COMPITO ASSEGNATO A: Conta le righe dei record in cui compare la stringa "blurred", distinguendo tra maiuscole e minuscole, e scrivi soltanto il numero.

——————

Ricordo (due anni fa mi pare) di essermi trovato in una famiglia di giovani sposi, che avevano già quattro bambini e la mamma ammalata di un male fatale – ottimi cristiani – riflettevo col marito su com’è difficile, in queste condizioni, credere che Dio è Padre, credere che Dio per i tuoi bambini è più Padre di te. La sua preoccupazione non era soltanto di perdere la moglie; era lo strazio perdere la moglie, ma anche il pensare a quelle creature che rimanevano senza mamma.
Credere che Dio è Padre! Il fatto di non credere che Dio è Padre è il nostro peccato. E’ il fatto di non credere all’amore del nostro Padre che più dispiace al nostro Padre, che offende maggiormente il nostro Padre. Scusate ancora una volta questi balbettamenti.
Vi dicevo: gli esercizi non sono soltanto le prediche del predicatore, che gli esercizi sono il momento forte più evidente di Dio che ci viene incontro con la sua grazia, per darci la comprensione di questo fatto misterioso che è estremamente importante per la nostra vita spirituale ed è altrettanto estremamente importante per la vita spirituale dei nostri cristiani, che non sanno niente dell’amore di Dio. Noi predichiamo tante cose, ma l’amore di Dio non lo predichiamo o lo predichiamo così in qualche modo. All’amore di Dio si crede poco. Si é preoccupati di credere in Dio, di credere che Dio c’è, ma non “quia est”, che ci sia questo Dio per noi.
Si dice che ci sia una crisi di fede. Evidentemente non è una crisi di fede in Dio, ma è una crisi di fede nel Dio della Rivelazione. La nostra è una crisi di fede nell’amore di Dio. Andiamo a cercare altre soluzioni per la nostra esistenza, per il nostro ministero. Non ci basta di essere ministri dell’amore di Dio? Come se la gente non avesse bisogno che si annunci loro l’amore di Dio!

——————

COMPITO ASSEGNATO B: Prosegui il brano sull'amore di Dio riportato sopra, partendo dopo la sua ultima frase.

Estratto da un dataset:
——————

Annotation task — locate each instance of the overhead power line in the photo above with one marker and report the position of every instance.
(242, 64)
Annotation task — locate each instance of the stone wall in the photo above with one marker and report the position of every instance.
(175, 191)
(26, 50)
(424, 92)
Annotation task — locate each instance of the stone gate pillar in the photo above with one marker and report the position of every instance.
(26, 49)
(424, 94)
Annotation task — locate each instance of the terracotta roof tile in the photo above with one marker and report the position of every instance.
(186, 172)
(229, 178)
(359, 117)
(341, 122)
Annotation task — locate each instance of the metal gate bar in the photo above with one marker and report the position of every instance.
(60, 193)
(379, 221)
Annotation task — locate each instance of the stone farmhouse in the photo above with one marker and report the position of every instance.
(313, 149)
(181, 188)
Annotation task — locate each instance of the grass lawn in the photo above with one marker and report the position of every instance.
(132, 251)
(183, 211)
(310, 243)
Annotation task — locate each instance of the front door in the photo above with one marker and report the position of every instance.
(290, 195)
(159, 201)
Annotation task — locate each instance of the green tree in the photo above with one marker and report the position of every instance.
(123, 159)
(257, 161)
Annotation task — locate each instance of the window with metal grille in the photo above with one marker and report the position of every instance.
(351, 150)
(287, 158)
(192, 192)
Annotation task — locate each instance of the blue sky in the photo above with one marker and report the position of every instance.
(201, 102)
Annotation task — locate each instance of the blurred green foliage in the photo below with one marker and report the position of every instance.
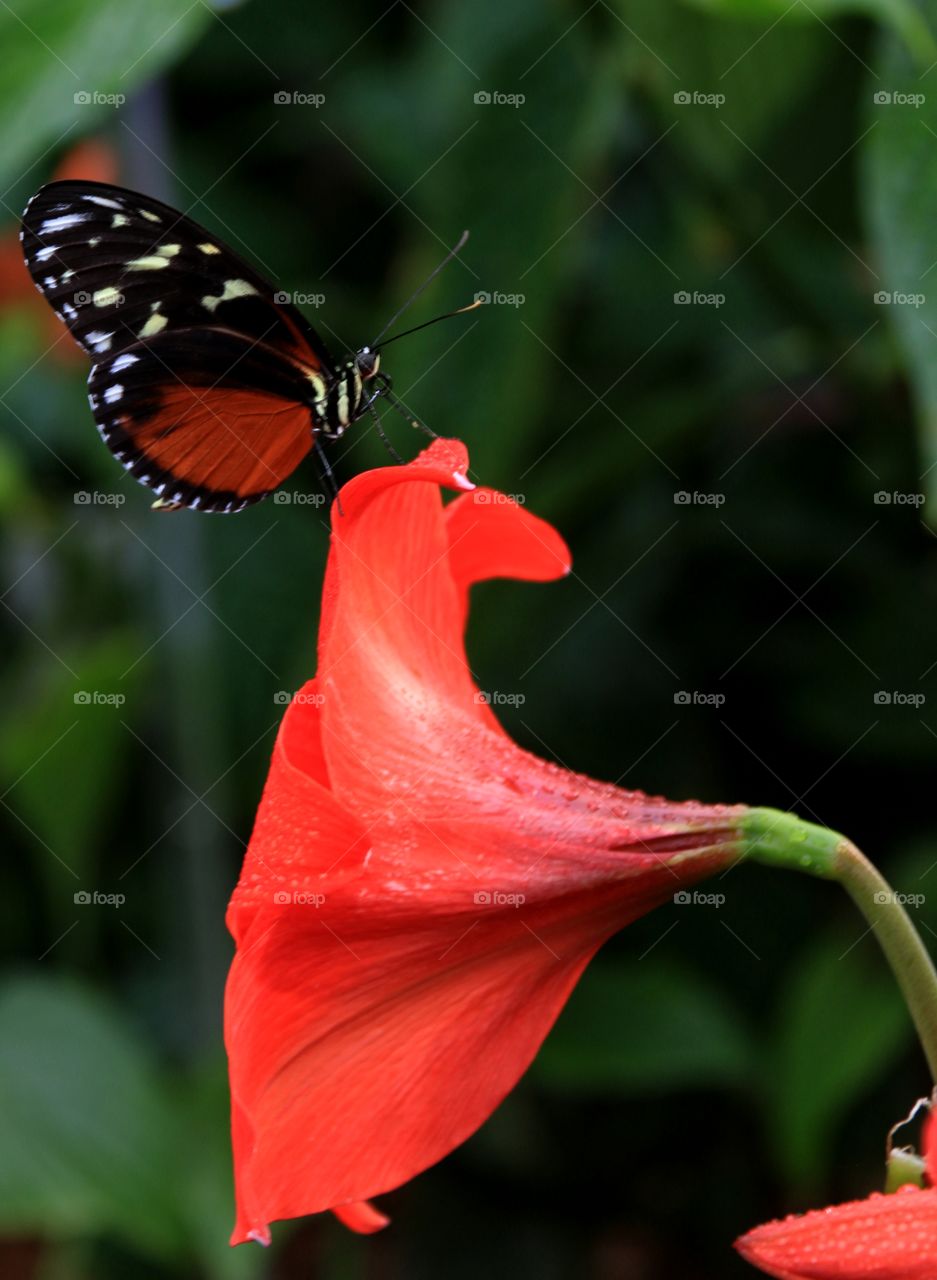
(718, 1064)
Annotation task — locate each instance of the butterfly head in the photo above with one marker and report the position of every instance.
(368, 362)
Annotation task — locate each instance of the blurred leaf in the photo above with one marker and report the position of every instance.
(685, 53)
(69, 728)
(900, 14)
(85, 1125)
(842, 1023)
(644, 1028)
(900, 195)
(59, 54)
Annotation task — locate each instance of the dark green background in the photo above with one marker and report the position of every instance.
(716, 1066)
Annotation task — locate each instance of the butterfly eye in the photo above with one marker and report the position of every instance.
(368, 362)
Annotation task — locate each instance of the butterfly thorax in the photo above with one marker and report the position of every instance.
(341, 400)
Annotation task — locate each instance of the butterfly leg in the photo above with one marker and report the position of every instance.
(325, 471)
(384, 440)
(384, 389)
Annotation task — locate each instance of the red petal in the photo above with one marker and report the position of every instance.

——————

RISPOSTA CORRETTA A: 2

RISPOSTA CORRETTA B:
E qui c’è un’altra osservazione concreta da fare. Le nostre confessioni non sono di gente convinta di andare a confessare dei peccati, non è di gente che convinta di andare a confessarsi del peccato contro l’amore: “ho peccato contro il cielo e contro la terra” perché non ti ho amato.
Evidentemente questa penitenza interiore per essere umana, per essere di tutta la nostra persona, deve comprendere tutto il nostro essere e di conseguenza portarci ad una penitenza esteriore: la mortificazione, cioè dare la morte, fare morire in noi ciò che non è dei figli di Dio, oppure, in un modo positivo, realizzarci secondo l’economia del piano di Dio. In questa economia c’è la possibilità della nostra realizzazione di persone in rapporto con Dio e con i fratelli nell’amore più alto ma che passa -questo rapporto- attraverso il mistero della croce, perché nelle nostre persone e nella nostra vita esiste il peccato.
La mortificazione non è soffocare la nostra personalità, non è soffocare le esigenze che Dio stesso ha posto in noi, nella nostra natura, è realizzare tutto noi stessi secondo tutte le nostre possibilità, secondo tutti i doni di natura e di grazia, per raggiungere l’uomo perfetto in Cristo Gesù, secondo la misura della donazione della sua grazia.
Questa misura della donazione della grazia, non è un limite per la libertà di Dio naturalmente, e non è un limite nella quantità – diciamo così- perché è caratteristica di ciascheduno.Ciascheduno è se stesso. Ciascheduno è irripetibile. Ciascheduno ha una personalità unica. Dio creatore non è senza fantasia. Non é come noi che facciamo tutte cose tutte uguali e vorremmo fare tutte le persone uguali e molte volte abbiamo fatto dei tentativi per modellare le persone su noi stessi, invece che sulla multiforme ricchezza della vita di nostro Signore Gesù Cristo.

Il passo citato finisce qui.